Data provided Block Start

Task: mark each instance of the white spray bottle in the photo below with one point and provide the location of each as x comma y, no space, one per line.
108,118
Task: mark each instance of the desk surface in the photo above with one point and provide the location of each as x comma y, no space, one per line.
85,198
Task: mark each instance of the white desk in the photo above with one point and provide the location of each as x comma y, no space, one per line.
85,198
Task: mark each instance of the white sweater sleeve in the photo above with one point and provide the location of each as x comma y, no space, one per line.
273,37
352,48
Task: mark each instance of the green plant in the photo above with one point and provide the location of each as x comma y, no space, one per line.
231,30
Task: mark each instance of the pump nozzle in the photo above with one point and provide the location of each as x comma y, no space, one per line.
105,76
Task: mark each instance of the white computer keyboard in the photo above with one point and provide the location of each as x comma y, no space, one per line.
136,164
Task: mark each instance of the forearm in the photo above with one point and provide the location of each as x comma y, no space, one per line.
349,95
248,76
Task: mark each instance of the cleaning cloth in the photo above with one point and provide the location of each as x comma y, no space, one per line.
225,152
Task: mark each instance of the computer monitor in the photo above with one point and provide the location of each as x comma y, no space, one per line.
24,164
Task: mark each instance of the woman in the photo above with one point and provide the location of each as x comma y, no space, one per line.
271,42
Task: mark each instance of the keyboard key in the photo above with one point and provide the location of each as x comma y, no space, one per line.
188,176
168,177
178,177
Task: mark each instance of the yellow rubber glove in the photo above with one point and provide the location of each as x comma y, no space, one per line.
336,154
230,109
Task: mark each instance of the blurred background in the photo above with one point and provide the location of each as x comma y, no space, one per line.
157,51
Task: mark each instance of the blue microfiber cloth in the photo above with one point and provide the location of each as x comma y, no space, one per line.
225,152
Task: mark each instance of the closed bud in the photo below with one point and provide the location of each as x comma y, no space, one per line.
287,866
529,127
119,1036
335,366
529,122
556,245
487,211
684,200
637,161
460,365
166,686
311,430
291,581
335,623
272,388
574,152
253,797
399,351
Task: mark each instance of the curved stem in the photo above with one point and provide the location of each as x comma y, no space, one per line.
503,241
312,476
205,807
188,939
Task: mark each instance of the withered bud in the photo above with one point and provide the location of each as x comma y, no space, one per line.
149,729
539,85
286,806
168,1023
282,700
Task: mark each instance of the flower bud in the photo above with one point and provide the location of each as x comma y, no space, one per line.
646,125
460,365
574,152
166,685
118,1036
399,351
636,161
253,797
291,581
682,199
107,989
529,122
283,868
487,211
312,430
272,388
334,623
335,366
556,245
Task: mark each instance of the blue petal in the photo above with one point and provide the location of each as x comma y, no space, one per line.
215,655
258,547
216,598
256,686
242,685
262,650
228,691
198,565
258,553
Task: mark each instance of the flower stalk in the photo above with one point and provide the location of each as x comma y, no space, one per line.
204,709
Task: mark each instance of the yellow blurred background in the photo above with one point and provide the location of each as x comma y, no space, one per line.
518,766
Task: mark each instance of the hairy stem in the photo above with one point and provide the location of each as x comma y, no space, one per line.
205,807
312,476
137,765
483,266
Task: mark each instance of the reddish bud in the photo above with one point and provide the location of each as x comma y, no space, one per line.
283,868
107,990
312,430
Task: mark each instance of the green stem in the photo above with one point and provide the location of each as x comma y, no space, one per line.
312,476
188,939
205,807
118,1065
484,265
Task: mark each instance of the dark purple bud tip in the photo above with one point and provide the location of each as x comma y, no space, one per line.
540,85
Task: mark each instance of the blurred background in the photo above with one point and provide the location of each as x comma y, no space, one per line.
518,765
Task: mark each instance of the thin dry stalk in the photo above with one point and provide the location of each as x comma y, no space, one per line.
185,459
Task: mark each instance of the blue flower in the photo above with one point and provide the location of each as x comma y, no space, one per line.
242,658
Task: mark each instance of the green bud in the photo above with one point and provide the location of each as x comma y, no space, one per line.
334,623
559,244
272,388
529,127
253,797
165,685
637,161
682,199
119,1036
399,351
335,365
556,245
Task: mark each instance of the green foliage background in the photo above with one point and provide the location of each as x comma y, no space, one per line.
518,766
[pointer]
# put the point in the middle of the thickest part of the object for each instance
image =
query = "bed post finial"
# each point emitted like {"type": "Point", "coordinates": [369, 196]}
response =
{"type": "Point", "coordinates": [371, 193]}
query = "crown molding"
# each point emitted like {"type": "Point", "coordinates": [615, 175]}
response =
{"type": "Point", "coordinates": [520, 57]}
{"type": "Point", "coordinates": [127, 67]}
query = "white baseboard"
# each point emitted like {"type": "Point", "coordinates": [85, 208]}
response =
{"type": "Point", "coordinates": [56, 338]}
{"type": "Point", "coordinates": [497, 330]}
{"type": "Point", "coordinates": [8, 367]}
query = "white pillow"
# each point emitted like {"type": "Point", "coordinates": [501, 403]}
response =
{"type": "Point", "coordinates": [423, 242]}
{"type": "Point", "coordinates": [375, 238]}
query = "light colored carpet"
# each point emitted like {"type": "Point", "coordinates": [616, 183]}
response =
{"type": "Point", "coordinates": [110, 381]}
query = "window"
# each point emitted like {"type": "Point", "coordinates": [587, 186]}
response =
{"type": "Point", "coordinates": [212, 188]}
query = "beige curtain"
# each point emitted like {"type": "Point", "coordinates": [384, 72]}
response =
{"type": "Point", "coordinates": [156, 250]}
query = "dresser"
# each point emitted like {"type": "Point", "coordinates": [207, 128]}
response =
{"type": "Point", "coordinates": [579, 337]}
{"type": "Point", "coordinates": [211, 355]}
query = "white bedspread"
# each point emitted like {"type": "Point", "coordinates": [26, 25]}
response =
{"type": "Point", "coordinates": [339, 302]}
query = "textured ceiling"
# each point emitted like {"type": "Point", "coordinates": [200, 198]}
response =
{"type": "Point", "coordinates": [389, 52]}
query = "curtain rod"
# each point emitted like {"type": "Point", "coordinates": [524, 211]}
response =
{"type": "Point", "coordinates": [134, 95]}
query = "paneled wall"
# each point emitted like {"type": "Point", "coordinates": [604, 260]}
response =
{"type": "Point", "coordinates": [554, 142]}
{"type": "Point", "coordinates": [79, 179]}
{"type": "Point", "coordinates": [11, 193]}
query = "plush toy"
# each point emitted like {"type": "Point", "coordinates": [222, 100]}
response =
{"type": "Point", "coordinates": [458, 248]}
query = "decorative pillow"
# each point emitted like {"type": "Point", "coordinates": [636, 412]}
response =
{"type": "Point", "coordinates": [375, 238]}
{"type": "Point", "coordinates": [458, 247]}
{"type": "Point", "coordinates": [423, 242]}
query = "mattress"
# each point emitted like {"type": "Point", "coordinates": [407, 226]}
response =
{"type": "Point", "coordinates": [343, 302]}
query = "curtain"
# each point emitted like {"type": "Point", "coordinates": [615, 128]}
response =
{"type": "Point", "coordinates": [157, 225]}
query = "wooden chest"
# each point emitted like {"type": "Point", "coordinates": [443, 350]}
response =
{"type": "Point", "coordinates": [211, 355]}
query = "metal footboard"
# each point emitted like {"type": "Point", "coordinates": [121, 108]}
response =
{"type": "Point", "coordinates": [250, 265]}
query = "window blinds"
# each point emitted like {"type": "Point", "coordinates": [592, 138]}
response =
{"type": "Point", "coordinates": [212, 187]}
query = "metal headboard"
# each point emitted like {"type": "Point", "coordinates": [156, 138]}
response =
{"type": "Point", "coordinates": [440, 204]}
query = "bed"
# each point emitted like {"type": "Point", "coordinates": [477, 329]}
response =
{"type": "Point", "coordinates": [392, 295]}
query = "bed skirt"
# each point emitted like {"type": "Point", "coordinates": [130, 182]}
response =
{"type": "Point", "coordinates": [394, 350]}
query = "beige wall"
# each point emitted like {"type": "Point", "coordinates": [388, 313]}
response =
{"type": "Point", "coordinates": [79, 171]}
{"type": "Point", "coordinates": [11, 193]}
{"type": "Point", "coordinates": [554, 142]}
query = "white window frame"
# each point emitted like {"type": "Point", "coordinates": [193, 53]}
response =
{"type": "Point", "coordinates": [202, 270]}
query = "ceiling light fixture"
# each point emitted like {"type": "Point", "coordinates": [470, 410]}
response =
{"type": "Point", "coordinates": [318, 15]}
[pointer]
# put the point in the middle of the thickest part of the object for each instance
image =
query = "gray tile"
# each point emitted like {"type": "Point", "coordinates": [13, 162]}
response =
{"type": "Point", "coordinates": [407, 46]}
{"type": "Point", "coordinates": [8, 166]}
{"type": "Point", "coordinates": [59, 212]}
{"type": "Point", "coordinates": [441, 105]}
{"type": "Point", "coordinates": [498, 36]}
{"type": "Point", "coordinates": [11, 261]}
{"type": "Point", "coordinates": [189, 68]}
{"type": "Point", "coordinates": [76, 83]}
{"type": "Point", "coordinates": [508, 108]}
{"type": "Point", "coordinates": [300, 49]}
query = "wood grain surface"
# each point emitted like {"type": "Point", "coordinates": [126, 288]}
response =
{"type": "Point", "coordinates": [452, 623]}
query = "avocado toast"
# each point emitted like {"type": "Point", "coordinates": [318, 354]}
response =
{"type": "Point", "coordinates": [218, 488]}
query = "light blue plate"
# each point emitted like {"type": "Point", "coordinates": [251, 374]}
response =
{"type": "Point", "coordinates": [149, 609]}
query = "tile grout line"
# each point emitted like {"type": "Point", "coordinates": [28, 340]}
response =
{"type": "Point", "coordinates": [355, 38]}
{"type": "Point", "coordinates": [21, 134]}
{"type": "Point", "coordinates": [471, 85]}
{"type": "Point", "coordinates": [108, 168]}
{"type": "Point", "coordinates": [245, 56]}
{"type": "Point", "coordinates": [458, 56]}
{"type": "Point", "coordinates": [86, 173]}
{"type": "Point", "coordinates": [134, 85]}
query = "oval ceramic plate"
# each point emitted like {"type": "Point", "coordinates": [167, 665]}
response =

Data provided Block End

Task statement: In the material above, which lines contain "tile"? Copy each of them.

The answer:
query = "gray tile"
query = "tile grout line"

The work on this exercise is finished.